● **SUPPLIED TEXT**:
Introduction
This article shows how common table expressions (CTE) in SQL Server are naturally suited for navigating trees, such as finding its longest path, or diameter.
Recall that a tree is an undirected graph where unique paths exist between any two nodes (i.e. vertices). Any node may be selected as its top node, with its own collection of paths from it to its leaves. A popular algorithm for finding the longest path in any tree is the following:
- Choose any node as its top node
- Find the longest path from it to its leaves
- Change the top node to the leaf of that path
- Then find the longest path from that leaf to its own leaves
- That path will have maximum length among all paths in the tree
This recipe is very efficient since only two breadth-first searches are required.
For example, consider the following tree:
Choose N as the top node and find the longest path from it to its leaves:
Now change the top node of the tree to the leaf of that longest path (N13) and find the longest path from it to one of its own leaves (N8):
Then that path N13 --> N10 --> N7 --> N3 --> N --> N2 --> N6 --> N8 is the longest path in the tree.

● **WRITTEN PROBLEM A**:
Please repeat the rows from the line with "minivan tire, find" to the line with "(1184, 624)", reproducing each line as it stands.

● **ENTRIES SHOWN**:
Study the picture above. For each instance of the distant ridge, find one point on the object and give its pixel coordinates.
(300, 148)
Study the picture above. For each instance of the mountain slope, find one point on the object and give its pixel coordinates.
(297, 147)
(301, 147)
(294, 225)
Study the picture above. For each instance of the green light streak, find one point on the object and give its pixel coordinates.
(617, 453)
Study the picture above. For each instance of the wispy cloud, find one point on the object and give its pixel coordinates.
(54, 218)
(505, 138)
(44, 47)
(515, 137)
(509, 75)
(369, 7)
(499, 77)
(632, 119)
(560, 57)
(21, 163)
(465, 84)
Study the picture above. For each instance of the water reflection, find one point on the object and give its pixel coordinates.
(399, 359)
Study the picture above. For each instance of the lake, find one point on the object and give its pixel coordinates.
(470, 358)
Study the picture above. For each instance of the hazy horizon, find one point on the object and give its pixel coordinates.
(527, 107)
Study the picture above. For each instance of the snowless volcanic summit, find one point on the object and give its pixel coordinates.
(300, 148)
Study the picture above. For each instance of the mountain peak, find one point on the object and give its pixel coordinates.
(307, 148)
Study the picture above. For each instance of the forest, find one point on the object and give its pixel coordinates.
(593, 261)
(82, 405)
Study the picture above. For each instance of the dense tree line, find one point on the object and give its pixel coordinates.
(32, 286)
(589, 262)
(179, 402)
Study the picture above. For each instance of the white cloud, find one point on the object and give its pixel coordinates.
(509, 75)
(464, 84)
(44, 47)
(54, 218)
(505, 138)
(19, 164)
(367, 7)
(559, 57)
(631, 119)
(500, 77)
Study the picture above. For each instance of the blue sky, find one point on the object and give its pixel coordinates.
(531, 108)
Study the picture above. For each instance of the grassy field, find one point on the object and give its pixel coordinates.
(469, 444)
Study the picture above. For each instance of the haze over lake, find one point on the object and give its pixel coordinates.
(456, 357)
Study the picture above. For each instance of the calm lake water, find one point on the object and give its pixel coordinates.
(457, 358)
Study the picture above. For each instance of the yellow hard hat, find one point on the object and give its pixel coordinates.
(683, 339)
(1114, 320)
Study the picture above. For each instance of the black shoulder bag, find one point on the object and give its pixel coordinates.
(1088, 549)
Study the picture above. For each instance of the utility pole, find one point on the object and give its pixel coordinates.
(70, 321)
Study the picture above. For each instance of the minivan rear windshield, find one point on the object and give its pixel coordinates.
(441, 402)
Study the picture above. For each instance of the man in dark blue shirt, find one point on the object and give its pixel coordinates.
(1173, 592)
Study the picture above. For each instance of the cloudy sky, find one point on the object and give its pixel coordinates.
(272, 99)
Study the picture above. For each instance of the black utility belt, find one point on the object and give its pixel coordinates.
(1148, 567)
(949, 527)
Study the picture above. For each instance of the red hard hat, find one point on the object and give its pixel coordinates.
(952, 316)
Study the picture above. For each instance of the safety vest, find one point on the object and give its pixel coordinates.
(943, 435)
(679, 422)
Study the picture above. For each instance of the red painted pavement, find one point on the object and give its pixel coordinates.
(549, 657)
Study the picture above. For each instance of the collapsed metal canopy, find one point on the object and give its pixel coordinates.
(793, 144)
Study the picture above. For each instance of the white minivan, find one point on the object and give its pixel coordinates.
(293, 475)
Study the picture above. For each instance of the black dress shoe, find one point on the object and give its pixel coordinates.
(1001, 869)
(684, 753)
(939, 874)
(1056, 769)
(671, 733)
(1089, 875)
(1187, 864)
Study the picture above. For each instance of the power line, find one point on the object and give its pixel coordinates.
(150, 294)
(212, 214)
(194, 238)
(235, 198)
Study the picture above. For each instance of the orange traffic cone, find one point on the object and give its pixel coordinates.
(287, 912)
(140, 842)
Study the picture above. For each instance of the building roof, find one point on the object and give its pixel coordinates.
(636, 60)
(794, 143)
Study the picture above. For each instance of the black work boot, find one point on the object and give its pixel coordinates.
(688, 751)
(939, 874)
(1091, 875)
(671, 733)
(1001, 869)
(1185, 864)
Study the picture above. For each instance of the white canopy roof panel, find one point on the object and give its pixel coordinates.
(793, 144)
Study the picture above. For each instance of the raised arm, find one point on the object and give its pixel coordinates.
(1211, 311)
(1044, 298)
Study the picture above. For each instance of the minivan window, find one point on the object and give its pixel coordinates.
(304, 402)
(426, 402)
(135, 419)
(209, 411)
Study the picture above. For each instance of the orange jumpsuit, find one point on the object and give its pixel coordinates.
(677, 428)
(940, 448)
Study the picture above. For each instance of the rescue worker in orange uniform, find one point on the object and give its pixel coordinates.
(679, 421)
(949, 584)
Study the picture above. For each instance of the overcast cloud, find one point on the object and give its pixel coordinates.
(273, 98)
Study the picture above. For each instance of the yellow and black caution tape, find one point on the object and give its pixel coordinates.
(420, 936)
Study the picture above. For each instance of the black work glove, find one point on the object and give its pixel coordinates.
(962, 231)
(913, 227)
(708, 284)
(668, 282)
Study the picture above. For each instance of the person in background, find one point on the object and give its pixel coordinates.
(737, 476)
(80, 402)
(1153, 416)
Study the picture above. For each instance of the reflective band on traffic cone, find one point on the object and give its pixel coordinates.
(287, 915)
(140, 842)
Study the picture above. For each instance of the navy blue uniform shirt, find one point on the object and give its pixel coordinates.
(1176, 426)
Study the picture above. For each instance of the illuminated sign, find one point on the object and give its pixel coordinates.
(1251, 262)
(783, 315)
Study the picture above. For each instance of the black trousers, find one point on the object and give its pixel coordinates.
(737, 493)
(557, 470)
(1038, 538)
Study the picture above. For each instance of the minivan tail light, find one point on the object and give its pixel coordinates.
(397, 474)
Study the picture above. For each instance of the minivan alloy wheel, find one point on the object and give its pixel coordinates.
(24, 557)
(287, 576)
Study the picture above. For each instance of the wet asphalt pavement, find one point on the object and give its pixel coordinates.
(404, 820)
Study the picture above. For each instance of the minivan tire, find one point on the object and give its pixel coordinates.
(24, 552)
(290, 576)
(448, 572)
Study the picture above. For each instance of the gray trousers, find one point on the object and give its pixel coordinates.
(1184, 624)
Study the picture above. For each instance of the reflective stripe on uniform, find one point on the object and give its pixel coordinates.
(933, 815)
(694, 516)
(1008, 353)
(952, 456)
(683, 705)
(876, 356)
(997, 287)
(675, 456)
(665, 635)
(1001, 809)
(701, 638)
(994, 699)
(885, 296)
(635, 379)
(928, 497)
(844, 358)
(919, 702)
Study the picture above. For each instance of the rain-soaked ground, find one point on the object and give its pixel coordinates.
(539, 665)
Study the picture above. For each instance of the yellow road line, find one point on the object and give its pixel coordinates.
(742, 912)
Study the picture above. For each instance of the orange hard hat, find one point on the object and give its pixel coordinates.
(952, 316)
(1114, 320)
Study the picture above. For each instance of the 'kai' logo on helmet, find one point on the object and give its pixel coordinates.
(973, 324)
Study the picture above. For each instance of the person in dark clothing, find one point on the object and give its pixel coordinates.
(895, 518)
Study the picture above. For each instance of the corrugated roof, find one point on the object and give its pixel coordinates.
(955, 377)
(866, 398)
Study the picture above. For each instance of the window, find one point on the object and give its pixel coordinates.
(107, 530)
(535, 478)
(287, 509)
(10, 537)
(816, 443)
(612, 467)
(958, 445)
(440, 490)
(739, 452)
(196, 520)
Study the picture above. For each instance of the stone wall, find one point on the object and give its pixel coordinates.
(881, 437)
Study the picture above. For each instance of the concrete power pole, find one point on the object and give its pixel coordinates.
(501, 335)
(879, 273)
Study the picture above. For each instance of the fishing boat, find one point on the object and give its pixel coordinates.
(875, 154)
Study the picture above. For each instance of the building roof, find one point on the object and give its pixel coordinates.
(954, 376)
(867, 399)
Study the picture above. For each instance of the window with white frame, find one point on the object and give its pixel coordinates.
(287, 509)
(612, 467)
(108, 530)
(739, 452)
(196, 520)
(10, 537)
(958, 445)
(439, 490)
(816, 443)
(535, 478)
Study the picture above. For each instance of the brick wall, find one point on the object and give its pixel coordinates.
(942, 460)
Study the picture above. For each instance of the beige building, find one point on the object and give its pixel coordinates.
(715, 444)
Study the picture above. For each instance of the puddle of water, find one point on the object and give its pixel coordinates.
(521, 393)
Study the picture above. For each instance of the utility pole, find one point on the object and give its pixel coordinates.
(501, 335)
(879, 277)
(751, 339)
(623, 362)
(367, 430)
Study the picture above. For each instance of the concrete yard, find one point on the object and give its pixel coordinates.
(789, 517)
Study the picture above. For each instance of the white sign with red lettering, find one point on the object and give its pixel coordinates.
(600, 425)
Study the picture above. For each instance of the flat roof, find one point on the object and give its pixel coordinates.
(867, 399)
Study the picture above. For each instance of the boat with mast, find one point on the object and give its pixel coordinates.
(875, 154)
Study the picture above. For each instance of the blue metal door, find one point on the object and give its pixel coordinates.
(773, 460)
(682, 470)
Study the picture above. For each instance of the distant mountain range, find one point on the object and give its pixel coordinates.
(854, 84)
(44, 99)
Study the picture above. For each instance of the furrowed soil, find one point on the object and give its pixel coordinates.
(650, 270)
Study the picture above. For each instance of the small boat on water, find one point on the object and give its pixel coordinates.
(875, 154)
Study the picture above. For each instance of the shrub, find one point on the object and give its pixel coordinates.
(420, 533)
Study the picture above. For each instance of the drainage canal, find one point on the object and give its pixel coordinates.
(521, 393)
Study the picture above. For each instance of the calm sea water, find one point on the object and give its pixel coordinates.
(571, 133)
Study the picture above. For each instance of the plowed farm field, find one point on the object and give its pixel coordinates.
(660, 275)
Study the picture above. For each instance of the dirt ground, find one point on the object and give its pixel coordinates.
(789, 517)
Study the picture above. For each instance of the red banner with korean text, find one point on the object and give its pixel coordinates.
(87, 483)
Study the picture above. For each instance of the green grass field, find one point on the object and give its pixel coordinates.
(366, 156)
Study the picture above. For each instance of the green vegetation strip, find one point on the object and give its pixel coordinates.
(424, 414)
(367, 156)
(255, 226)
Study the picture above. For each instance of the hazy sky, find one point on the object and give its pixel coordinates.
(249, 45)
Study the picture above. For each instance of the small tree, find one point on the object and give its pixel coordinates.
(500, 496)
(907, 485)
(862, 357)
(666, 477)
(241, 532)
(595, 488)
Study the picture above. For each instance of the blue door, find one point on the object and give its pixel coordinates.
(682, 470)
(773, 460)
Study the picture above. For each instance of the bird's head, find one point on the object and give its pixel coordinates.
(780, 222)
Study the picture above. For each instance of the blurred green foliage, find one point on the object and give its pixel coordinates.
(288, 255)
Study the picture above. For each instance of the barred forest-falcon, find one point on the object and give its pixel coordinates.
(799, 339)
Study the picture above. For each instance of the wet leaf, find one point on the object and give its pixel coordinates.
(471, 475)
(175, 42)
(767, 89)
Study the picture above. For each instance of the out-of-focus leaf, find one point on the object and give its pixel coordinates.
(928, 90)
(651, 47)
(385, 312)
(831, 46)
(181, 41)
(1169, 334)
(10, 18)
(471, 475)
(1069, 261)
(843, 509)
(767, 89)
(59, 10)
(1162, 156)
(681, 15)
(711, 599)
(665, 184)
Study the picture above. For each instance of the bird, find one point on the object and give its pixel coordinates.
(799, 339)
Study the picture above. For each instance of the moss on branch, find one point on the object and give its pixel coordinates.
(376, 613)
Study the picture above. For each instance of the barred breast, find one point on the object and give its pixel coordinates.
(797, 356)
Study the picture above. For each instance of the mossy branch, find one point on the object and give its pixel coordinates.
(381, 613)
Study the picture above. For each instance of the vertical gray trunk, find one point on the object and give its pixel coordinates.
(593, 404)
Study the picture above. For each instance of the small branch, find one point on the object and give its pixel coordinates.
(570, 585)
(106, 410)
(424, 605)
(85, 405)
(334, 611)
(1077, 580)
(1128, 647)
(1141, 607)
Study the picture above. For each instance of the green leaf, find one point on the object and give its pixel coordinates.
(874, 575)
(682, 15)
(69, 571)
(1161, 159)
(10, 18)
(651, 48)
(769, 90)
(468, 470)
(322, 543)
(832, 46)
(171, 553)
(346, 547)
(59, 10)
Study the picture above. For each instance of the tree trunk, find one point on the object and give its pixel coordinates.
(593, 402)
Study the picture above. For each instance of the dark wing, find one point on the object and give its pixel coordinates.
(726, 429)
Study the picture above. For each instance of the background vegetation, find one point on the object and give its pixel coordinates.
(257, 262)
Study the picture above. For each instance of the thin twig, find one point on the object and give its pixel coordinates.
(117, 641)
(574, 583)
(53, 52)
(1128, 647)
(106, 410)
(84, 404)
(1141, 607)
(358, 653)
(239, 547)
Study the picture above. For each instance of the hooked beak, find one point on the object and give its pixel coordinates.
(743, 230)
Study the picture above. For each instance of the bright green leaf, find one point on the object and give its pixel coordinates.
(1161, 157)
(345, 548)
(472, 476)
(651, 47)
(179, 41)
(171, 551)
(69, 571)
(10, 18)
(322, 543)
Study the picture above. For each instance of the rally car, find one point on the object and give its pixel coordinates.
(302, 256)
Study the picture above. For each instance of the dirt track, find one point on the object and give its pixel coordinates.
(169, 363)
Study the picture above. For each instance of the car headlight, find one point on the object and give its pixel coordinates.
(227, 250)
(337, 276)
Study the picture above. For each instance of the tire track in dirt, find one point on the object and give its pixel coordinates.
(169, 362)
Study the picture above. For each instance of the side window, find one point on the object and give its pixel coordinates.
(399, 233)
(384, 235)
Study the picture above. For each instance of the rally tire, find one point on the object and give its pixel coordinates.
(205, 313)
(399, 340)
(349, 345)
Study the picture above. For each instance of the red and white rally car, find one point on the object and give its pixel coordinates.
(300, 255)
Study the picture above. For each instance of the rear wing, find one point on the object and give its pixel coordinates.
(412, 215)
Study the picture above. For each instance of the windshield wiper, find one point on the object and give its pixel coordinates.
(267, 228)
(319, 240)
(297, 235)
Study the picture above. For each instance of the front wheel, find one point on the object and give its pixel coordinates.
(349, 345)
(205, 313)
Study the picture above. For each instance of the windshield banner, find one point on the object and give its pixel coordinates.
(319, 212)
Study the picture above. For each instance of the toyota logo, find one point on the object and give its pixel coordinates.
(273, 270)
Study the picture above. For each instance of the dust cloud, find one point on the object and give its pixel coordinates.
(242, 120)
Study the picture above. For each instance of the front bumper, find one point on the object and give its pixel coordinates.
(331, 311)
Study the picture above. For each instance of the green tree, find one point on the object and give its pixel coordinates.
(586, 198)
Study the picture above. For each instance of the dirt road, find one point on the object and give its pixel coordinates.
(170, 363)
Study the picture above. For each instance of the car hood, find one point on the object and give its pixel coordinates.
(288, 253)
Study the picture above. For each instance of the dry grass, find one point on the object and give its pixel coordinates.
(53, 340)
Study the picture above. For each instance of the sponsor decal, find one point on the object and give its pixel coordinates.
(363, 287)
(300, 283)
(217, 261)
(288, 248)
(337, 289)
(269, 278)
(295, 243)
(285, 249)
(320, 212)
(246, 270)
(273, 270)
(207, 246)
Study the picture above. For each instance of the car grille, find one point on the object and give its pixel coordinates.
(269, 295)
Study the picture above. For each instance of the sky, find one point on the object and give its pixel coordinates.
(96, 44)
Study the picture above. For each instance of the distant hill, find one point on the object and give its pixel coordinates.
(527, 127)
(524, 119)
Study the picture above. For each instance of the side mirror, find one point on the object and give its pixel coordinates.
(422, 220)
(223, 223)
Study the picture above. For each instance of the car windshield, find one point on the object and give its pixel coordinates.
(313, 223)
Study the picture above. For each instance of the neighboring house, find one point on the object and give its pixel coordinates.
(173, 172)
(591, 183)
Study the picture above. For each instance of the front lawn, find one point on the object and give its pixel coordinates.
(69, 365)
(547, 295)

● **WRITTEN PROBLEM B**:
Shorten the paragraph in the SQL tree article that begins "Recall that a tree is", keeping its main facts.

● **EXERCISE SOLUTION A**:
Study the picture above. For each instance of the minivan tire, find one point on the object and give its pixel coordinates.
(24, 552)
(290, 576)
(448, 572)
Study the picture above. For each instance of the gray trousers, find one point on the object and give its pixel coordinates.
(1184, 624)

● **EXERCISE SOLUTION B**:
A tree is an undirected graph with a unique path between any two nodes (vertices). Any node can be chosen as the top node, and each top node has its own paths to its leaves. A popular algorithm finds the longest path in any tree.